- [SOURCE]
_ _ _ _ _ _ _

Day 3: (Saturday June 17th) 16.9mi/27.2km
Reed Gap/CT68 (33.4) to Snow Hill (50.3)
For this section, I planned my logistics and parking better. I drove to the starting trailhead, parked legally, and planned to get an Uber back here Sunday afternoon. I stopped for lunch on the drive out, and got on trail around 1pm. It had been a month since I was last here, and everything was so much greener!
I quickly gained a ridge, and occasionally had nice views. I could also see some wet-looking clouds moving in…
It was very humid and warm, so I was defintely looking sweaty.
Sometimes the views were just down into the suburbs below. Connecticut seems to do a terrible job at protecting open space.
After a couple miles, I hiked across the top of a small local ski hill called Powder Ridge.
Ski lifts always seem so creepy in the summertime. It kinda reminded me of a zombie movie scene.
I always appreciate a puns and clever names, though!

_ _ _ _ _ _ _

- [Collected data]
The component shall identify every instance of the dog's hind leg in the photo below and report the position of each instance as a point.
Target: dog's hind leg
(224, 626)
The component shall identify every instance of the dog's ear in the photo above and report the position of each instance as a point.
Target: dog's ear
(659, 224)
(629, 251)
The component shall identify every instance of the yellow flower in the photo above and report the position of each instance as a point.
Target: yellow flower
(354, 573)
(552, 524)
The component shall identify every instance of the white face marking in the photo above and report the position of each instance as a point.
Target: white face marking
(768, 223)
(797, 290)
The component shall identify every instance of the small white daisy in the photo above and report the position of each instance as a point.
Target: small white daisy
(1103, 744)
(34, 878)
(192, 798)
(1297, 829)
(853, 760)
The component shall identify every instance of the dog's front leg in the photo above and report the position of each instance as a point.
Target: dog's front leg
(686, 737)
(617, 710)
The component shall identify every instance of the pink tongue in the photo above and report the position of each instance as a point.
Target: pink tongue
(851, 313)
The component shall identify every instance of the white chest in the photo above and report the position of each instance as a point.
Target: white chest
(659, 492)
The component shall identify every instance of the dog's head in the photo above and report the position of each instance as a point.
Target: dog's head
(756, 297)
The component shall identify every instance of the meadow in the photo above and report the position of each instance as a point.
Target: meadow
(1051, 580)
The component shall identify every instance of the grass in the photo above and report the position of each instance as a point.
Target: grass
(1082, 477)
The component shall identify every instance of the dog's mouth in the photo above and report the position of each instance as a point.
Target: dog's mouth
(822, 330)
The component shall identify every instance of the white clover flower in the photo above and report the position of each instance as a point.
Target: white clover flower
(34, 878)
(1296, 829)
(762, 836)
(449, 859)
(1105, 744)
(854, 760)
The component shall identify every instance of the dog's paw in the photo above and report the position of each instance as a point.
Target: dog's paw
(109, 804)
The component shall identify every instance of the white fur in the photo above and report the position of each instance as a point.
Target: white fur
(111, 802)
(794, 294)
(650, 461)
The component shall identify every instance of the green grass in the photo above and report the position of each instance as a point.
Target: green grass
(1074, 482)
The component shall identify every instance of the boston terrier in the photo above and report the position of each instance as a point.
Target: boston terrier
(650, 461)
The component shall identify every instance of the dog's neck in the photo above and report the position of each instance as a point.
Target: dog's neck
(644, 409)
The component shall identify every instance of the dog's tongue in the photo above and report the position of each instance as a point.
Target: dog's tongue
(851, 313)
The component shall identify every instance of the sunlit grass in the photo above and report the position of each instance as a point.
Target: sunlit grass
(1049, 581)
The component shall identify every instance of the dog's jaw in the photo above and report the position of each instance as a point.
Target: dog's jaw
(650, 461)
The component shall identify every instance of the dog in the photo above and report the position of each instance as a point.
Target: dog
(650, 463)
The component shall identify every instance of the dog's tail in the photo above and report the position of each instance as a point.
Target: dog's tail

_ _ _ _ _ _ _

- [SET OF TASKS]
A: Print the hiking journal from "For this section, I" up to and including "so much greener!".
B: According to the hiking journal, what was the name of the small local ski hill crossed after a couple miles?
These data were gathered from a separate source.

- [OUTPUTS BY TASK]
A:
For this section, I planned my logistics and parking better. I drove to the starting trailhead, parked legally, and planned to get an Uber back here Sunday afternoon. I stopped for lunch on the drive out, and got on trail around 1pm. It had been a month since I was last here, and everything was so much greener!

B: Powder Ridge